Calum just jests – he doesn’t want to bid goodbye to Joel anytime soon. It’s been too much work getting a foothold on the Cobbles to walk away.
As an average lad from a working class neighbourhood, he had no idea how to get into acting as a teen, but a series of events helped him on his way.
It began when he signed up to study for a GCSE in dance at school, but after finding out the drama students were going on a school trip to be extras in the BBC series Waterloo Road he begged his teachers to switch.
“I ran to my head of year and said I’d changed my mind and wanted to swap dance to acting and he said I was too late,” Calum recalls. “I said: ‘please, please, please’ and he agreed.”
When his class arrived on set at Waterloo Road Calum plucked up the courage to approach one of the show’s stars, Chelsee Heeley. After asking for advice, she told him to join a local theatre workshop.
Coronation Street
The storyline was massive for Coronation Street
He met her again when he got his 2021 role on Hollyoaks, where she now plays Goldie McQueen.
He says: “[It] was a nice circle. I said: ‘you won’t remember me, but you really helped me out and started me on the path, so thank you.’”
At 18 Callum moved to London to study for a degree in acting at the Arts Educational School, but it was a tough time. “To make ends meet I was doing 20-40 hours work on top of 50 hours a week at drama school,” he says. “I had three jobs, as a receptionist at a gym, as a barman and I was selling fragrances in Harrods, but I still wasn’t earning enough.”
Sheepishly, he adds: “I was hired as a waiter at Faberge in Kensington and Chelsea, but my first day was my last day. They were doing a launch and I was holding a tray full of champagne flutes while they did this presentation in front of all these super wealthy people.
“I was so exhausted from all the hours I was working I started to fall asleep and the whole tray fell out of my hand and onto the floor. There was glass everywhere and everyone went dead silent and turned round and looked at me.
“I said: ‘Don’t mind me!’ but there wasn’t a single laugh – they just looked as if to say: ‘What’s that peasant doing here?’ I was so embarrassed!”
After graduating, Calum took a job in sales at an indoor crazy golf club as he auditioned for role after role, including a small part as a solicitor on the cobbles in 2022, which he didn’t get.
“It’s demoralising, but it’s happened hundreds of times,” Calum reflects. “At auditions there’s about 100 nos for every one yes.”

=======

REQUIRED ACTION 1:
Please translate this sentence from the article about Calum's start in acting into Spanish: "When his class arrived on set at Waterloo Road Calum plucked up the courage to approach one of the show's stars, Chelsee Heeley."
REQUIRED ACTION 2:
Carry on the article about Calum's start in acting, picking up right after its final sentence above.

INFORMATION SUPPLIED:
=======

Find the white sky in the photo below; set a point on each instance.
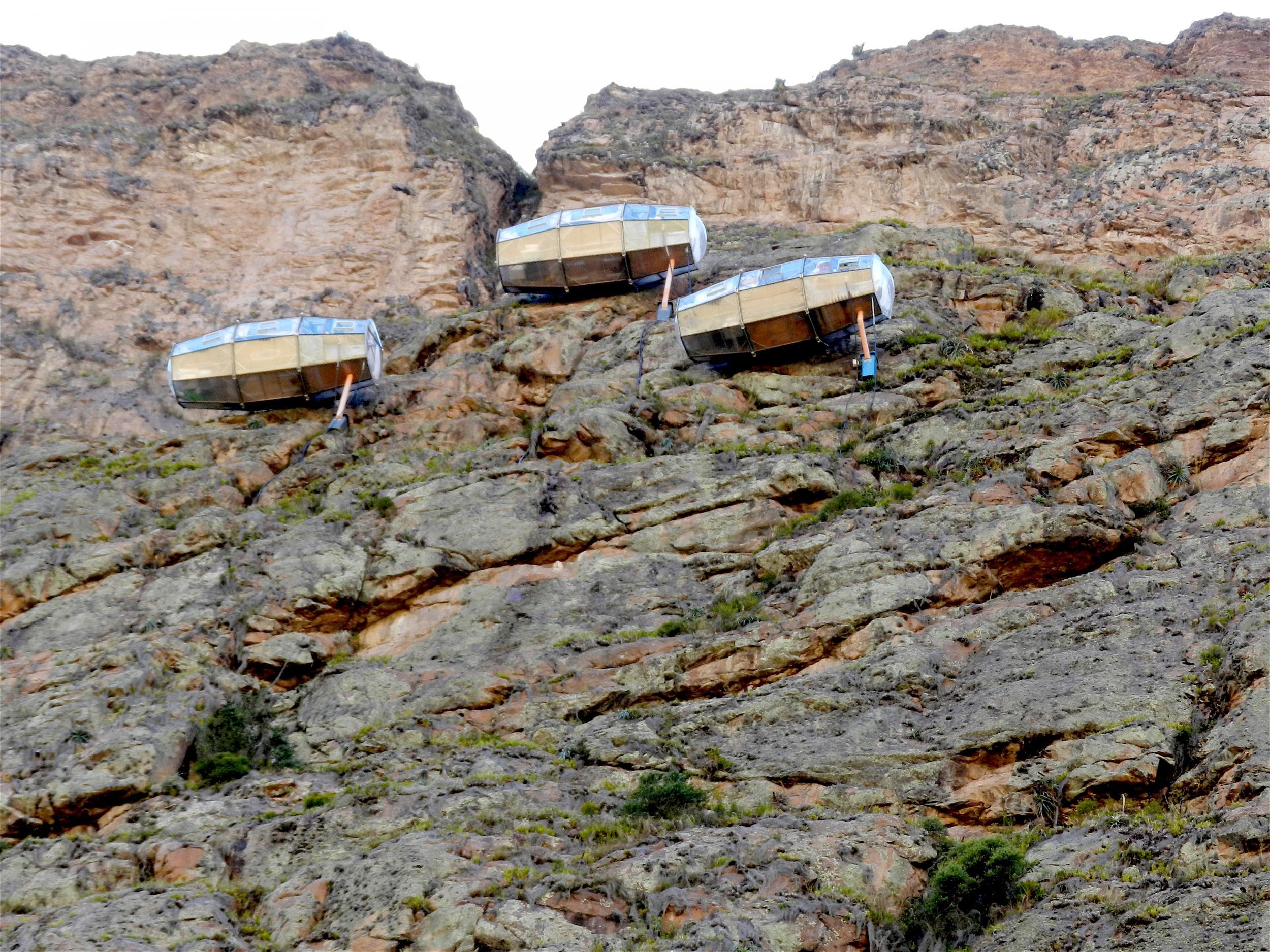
(578, 47)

=======

ANSWER 1:
Cuando su clase llegó al set de Waterloo Road, Calum se armó de valor para acercarse a una de las estrellas de la serie, Chelsee Heeley.

ANSWER 2:
Even after his stint on Hollyoaks, he wasn’t getting enough acting jobs to pay the bills, so was working as a car salesman when he auditioned for Joel.
Coronation Street
Calum has spoken out about the incredible efforts his nan went to when he was starting out ( Image: ITV)
He sold his last car on the morning he started the job at Coronation Street and walked from the car showroom to the studios.
And it’s not just his work life that is finally working out.
Onscreen Joel recently became engaged to fellow lawyer Dee-Dee Bailey (Channique Sterling-Brown).
And, in a case of life imitating art, Calum proposed to his real-life girlfriend marketing executive, Roberta, at the weekend, saying: “About time I made an honest woman of her.”
The actor was inundated with messages of congratulations from co-stars, including Channique, Georgia Taylor (Toyah Battersby), Elle Mulvaney (Amy Barlow) and Lucy Fallon (Bethany Platt).
Bethany is not as big a fan of Joel as Lucy is of Calum, of course. In the episode which sparked Sue’s viral clip, Joel is revealed to have been behind the tragic disappearance of Lauren (Cait Fitton) despite Roy Cropper having been arrested and held behind bars. Joel was shown having brutally hit Lauren over the head several times with a chair leg, before paying off a young woman, Ellie, in exchange for her silence. In upcoming weeks he makes contact with yet another vulnerable teenager.
Calum has known all along about his character’s dark side.
He says: “Before my screen test my agent made me aware that Joel wasn’t very nice. He was doing nasty things to 17 year-old girls. I thought it was quite dark, but a big challenge.”